→ GIVEN EXERCISE
Reproduce the records verbatim, from the line containing "of the green" through the line containing "of the bird's", including both of those lines.
***** DATA IN THIS EXERCISE *****
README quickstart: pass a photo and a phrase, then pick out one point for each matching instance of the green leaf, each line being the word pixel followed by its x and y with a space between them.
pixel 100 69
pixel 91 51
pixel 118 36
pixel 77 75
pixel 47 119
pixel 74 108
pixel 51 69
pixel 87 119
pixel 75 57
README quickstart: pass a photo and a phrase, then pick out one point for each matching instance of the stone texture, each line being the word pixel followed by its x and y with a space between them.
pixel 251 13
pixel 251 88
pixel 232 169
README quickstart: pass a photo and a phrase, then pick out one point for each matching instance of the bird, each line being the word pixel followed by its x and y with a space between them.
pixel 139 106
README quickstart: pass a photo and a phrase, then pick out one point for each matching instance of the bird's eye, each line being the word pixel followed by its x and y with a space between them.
*****
***** DATA IN THIS EXERCISE *****
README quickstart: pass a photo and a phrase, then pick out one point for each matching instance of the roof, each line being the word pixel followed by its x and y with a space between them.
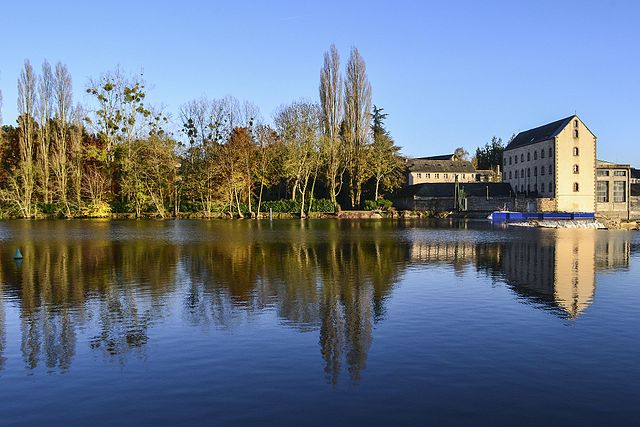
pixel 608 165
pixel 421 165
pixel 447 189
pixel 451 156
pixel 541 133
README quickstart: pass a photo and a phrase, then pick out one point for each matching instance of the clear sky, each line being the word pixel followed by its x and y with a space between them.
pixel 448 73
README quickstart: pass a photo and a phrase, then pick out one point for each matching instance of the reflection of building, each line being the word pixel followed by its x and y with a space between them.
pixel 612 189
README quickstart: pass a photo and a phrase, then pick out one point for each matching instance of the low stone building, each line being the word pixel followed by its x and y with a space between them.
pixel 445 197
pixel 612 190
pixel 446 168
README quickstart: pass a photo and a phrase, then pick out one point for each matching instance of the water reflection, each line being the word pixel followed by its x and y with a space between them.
*****
→ OUTPUT FOR THIS EXERCISE
README quickstart: pass a photo and a phrase, then pick out one point for each matching instance of the green leaf, each line being the word pixel followed by its x and y with a space between them.
pixel 100 69
pixel 91 51
pixel 118 36
pixel 77 75
pixel 47 119
pixel 74 108
pixel 51 69
pixel 87 119
pixel 75 57
README quickstart: pass a photo and a phrase, then pick out one point for each matching instance of the stone texture, each line being the word pixel followed by its x and y with a space between them.
pixel 251 13
pixel 251 88
pixel 232 169
README quickstart: pass a photo and a phrase, then pick out one point for each matching instance of the bird, each line being the word pixel followed by its x and y with a space between them.
pixel 139 106
README quickstart: pass a photo and a phrase, then pick out one point for each matching instance of the bird's eye, each line being the word pixel followed by its x and y with a space between them.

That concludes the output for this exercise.